### Selected extract
******************************

Water exchange at Al (III)

Question

Why is the rate of water exchange at Al(III) centres so slow ?

According to this medical book (p.5) it is $10^{5}$ times faster at Mg(II).

Answer 1

I actually tend to agree with the answer from @JanJensen based on electrostatic effects, rather than with the "covalency" argument.

In particular, it has been mentioned in the comments that the $\ce{Al^{III}-OH2}$ is a "far more covalent" bond than one $\ce{Mg^{II}-OH2}$ one. This remark, however, does not actually explain anything, but rather it shifts the question to a new one, i.e. why is it, then, that the $\ce{Al-O}$ bond is more covalent?

Water exchange reactions at the Mg and Al centers have actually been studied extensively, but unfortunately not to the same extent as those for transition metal ions, or for selected lanthanides. The latter in particular are a subject of continuous and very intense interest, because water exchange at e.g. $\ce{Gd^{III}}$ or $\ce{Eu^{II}}$ ions play a pivotal role in the effectiveness of complexes of these ions as MRI contrast agents.

******************************

### What you will do
**a.** Answer from the water-exchange thread:
(i) By what factor does the cited medical book say water exchange is faster at Mg(II)?
(ii) Which ions are given as examples where water exchange affects how well their complexes work as MRI contrast agents?
(iii) Whose answer does the writer of Answer 1 tend to agree with?
**b.** Rename "remark" as "observation" in the part of the water-exchange thread that opens with the words containing "Water exchange at Al (III)" and closes with "is more covalent?", then give that part again.
You won't need the entries that come after the water-exchange thread.

### Information provided

******************************

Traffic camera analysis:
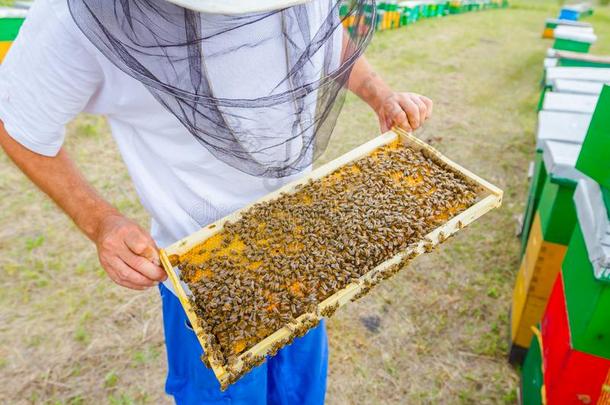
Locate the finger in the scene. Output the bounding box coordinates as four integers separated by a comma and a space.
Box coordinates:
108, 256, 157, 289
412, 96, 427, 125
392, 108, 411, 130
379, 117, 389, 134
419, 96, 434, 118
398, 97, 420, 129
119, 249, 167, 281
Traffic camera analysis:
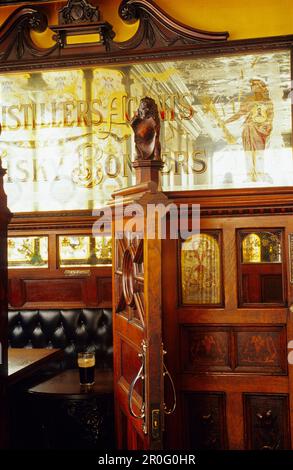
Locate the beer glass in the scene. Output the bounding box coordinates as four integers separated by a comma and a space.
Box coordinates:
77, 352, 95, 385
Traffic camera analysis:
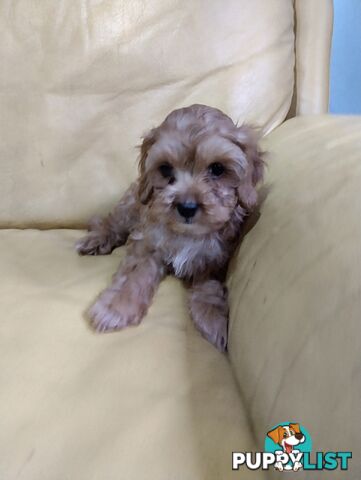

******************************

### Solved problems
**a.**
(i) 10^5 times faster.
(ii) Gd(III) and Eu(II).
(iii) The answer from @JanJensen, which is based on electrostatic effects.

**b.**
Water exchange at Al (III)

Question

Why is the rate of water exchange at Al(III) centres so slow ?

According to this medical book (p.5) it is $10^{5}$ times faster at Mg(II).

Answer 1

I actually tend to agree with the answer from @JanJensen based on electrostatic effects, rather than with the "covalency" argument.

In particular, it has been mentioned in the comments that the $\ce{Al^{III}-OH2}$ is a "far more covalent" bond than one $\ce{Mg^{II}-OH2}$ one. This observation, however, does not actually explain anything, but rather it shifts the question to a new one, i.e. why is it, then, that the $\ce{Al-O}$ bond is more covalent?